• DIRECTION
Pull out every line of the listing below that contains the string "ymax".

• DATASET EXCERPTS
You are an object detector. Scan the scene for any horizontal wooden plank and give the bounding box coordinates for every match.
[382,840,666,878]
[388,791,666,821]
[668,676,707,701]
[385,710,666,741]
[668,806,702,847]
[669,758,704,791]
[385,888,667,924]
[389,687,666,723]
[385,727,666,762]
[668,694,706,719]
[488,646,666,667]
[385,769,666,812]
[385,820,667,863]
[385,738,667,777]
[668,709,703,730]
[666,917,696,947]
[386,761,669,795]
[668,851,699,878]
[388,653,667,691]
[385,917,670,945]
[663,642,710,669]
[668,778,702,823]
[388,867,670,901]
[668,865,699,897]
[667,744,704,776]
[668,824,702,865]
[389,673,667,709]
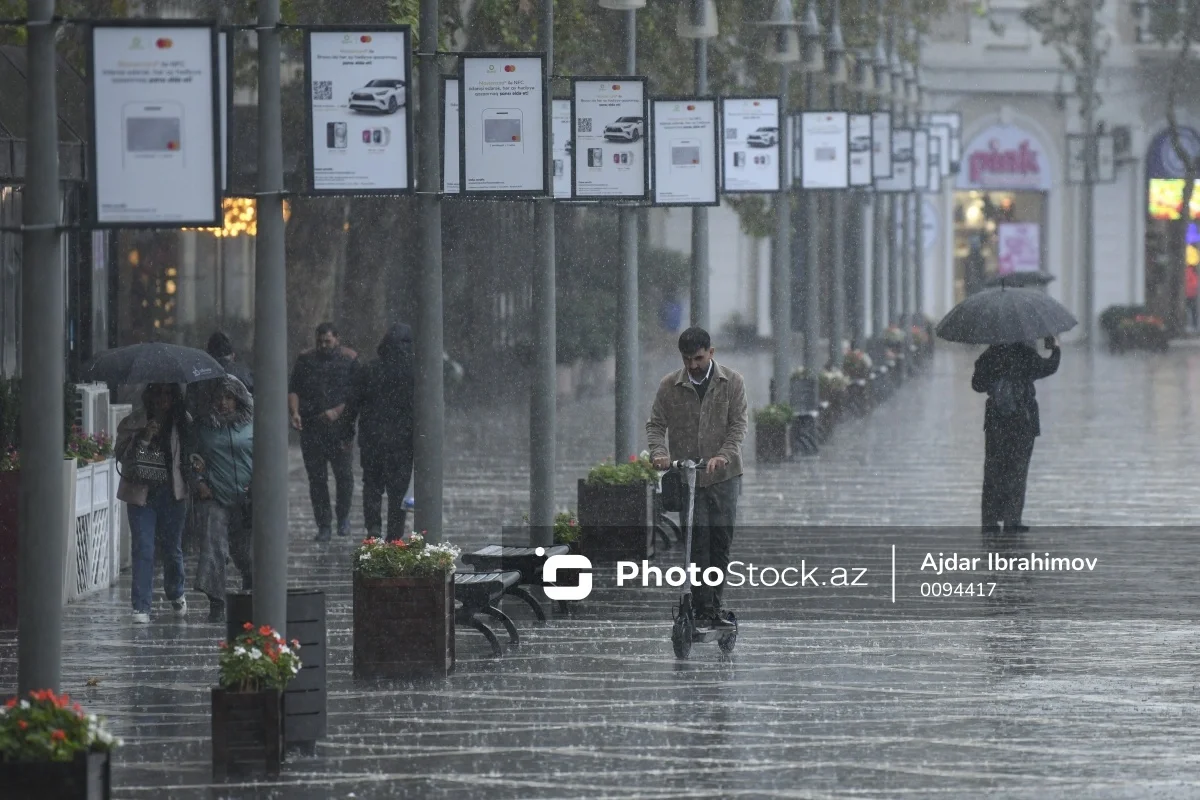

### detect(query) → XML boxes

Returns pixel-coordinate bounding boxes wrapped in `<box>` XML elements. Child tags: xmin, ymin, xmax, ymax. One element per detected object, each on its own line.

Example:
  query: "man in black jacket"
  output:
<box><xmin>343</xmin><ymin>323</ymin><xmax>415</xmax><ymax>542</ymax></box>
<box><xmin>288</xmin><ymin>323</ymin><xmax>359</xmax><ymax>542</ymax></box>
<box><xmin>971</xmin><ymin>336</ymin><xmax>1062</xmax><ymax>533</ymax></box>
...
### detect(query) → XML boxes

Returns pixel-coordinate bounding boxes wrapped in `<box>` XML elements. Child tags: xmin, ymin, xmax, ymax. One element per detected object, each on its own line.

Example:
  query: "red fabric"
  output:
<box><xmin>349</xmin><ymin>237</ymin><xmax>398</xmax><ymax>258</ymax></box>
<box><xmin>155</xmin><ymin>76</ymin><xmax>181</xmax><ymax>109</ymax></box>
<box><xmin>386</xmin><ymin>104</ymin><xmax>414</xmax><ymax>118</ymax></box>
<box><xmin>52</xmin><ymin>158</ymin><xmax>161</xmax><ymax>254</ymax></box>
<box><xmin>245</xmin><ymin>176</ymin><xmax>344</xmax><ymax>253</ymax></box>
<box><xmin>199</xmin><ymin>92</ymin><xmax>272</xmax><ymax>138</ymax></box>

• ANSWER BELOW
Returns pixel-coordinate bounding boxes wrapped in `<box>` XML elements. Child tags: xmin, ymin, xmax, ymax. One element per detected object, each on its own line.
<box><xmin>343</xmin><ymin>323</ymin><xmax>415</xmax><ymax>542</ymax></box>
<box><xmin>288</xmin><ymin>323</ymin><xmax>359</xmax><ymax>542</ymax></box>
<box><xmin>971</xmin><ymin>336</ymin><xmax>1062</xmax><ymax>533</ymax></box>
Returns pixel-coordinate bounding boxes wrapped in `<box>` XML elements. Child tags: xmin, ymin, xmax, ymax. One element per detected object, each on its own line.
<box><xmin>349</xmin><ymin>237</ymin><xmax>398</xmax><ymax>258</ymax></box>
<box><xmin>155</xmin><ymin>76</ymin><xmax>181</xmax><ymax>109</ymax></box>
<box><xmin>386</xmin><ymin>104</ymin><xmax>414</xmax><ymax>118</ymax></box>
<box><xmin>52</xmin><ymin>158</ymin><xmax>161</xmax><ymax>254</ymax></box>
<box><xmin>245</xmin><ymin>176</ymin><xmax>344</xmax><ymax>253</ymax></box>
<box><xmin>199</xmin><ymin>92</ymin><xmax>272</xmax><ymax>138</ymax></box>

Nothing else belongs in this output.